## To do
1. In the Matt Hadman article, how often were inspections held in his roles before dentistry?
2. Continue the Matt Hadman article from its last sentence.

## Excerpt
•••••
Following a 10-year career in healthcare – particularly managing both NHS and private services for those with learning disabilities or terminal illnesses, Matt Hadman made the move into dentistry. Here, he discusses how his experiences helped him when he became a practice manager and in his latest role supporting dental teams…
My first role in dentistry was as practice manager for a well-established, successful independent practice, and as someone who was new to the profession it was a steep learning curve. One of the key reasons I was offered the position was due to my background of working in care homes, which means I have a wealth of practical experience and knowledge of the CQC.
As a practice manger I soon became aware that there is a real feeling of apprehension, and sometimes fear, among dental professionals about the CQC. I think some of that can be attributed to the fact that in dentistry you can go several years without having an inspection and the unknown can be scary, compared to my previous roles where there would be an inspection every nine to 12 months.
“I have a lot of experience in compliance and managing relationships with the CQC, and I genuinely believe that if you get to know your regional team you will find them to be very supportive.”
So, I have a lot of experience in compliance and managing relationships with the CQC, and I genuinely believe that if you get to know your regional team you will find them to be very supportive. I am now sharing that knowledge with the practices I am helping since joining Practice Plan as a Regional Support Manager (RSM) in February.
With my experience in practice being so recent, I am also very aware of the operational challenges the dental team is facing day-to-day. For example, in order to keep the practice growing and one step ahead of the competition, it is important to be proactive in terms of business development and marketing.
“In order to keep the practice growing and one step ahead of the competition, it is important to be proactive in terms of business development and marketing.”
This is not always an easy task as many practice managers are promoted from within, and therefore don’t necessarily already have the skills or previous relevant experience. Of course, these things can be learned but that requires time, inclination and, sometimes, money, all or some of which can be in short supply.
•••••
## Extracted entries
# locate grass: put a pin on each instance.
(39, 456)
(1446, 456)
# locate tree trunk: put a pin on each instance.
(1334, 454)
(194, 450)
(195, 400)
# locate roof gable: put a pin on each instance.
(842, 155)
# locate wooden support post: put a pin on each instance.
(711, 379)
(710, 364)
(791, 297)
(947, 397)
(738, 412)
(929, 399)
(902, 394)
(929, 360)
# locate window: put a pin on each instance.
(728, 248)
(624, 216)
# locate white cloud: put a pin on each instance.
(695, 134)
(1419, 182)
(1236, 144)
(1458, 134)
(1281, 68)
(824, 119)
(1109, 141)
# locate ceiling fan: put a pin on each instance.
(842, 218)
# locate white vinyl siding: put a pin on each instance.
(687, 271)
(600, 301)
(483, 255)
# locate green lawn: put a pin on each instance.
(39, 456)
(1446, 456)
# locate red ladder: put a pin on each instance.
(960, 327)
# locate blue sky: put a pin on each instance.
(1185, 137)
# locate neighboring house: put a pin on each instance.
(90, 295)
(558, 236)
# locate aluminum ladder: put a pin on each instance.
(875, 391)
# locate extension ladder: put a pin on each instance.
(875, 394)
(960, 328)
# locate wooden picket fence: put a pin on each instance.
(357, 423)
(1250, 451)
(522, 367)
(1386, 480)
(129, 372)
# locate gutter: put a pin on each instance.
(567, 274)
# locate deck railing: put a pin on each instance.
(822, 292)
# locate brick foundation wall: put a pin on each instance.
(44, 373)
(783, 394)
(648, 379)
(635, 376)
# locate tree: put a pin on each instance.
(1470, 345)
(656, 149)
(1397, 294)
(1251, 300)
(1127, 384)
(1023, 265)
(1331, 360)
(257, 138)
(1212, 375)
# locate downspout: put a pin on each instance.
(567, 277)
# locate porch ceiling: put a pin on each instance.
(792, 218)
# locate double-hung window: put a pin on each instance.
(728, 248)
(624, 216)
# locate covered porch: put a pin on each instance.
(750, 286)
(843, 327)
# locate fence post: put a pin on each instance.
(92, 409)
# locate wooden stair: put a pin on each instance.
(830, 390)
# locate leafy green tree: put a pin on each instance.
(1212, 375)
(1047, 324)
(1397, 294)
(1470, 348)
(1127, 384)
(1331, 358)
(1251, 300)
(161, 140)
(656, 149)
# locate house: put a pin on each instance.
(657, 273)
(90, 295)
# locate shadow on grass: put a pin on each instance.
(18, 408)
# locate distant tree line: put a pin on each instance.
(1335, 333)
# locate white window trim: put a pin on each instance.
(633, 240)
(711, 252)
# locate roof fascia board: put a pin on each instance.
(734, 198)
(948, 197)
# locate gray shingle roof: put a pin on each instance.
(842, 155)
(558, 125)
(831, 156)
•••••
## Outputs in order
1. Every nine to 12 months.

2.
However, being proactive in marketing is something I am passionate about and believe that if you use your time and money well, it can be a key driver in growing patient numbers and practice income. It is something I did as a practice manager by instigating marketing campaigns, for example to promote the health benefits of facial aesthetics, which many patients were unaware of and is something I am looking forward to helping other practices to do.
I also implemented a referral card system, as I believe a tangible card encourages existing patients to refer rather than relying on their word of mouth and I was fully supported in this by my Practice Plan RSM at the time, Josie Hutchings.
Having Josie’s support while I was a practice manager was invaluable, and I learned a lot from her that helped me to run the practice effectively and which I’m also putting into good use with the practices I now support. For example, I’m passionate about building support networks with other local practice managers, as I know first-hand that practice management can be an isolated role within the team.
Although in some ways I stumbled into dentistry, I soon realised I had found my true vocation and know that I will never work in another profession. It is such an exciting industry, and I am genuinely passionate about being part of it and sharing what I’ve learned to help others succeed and make their lives easier.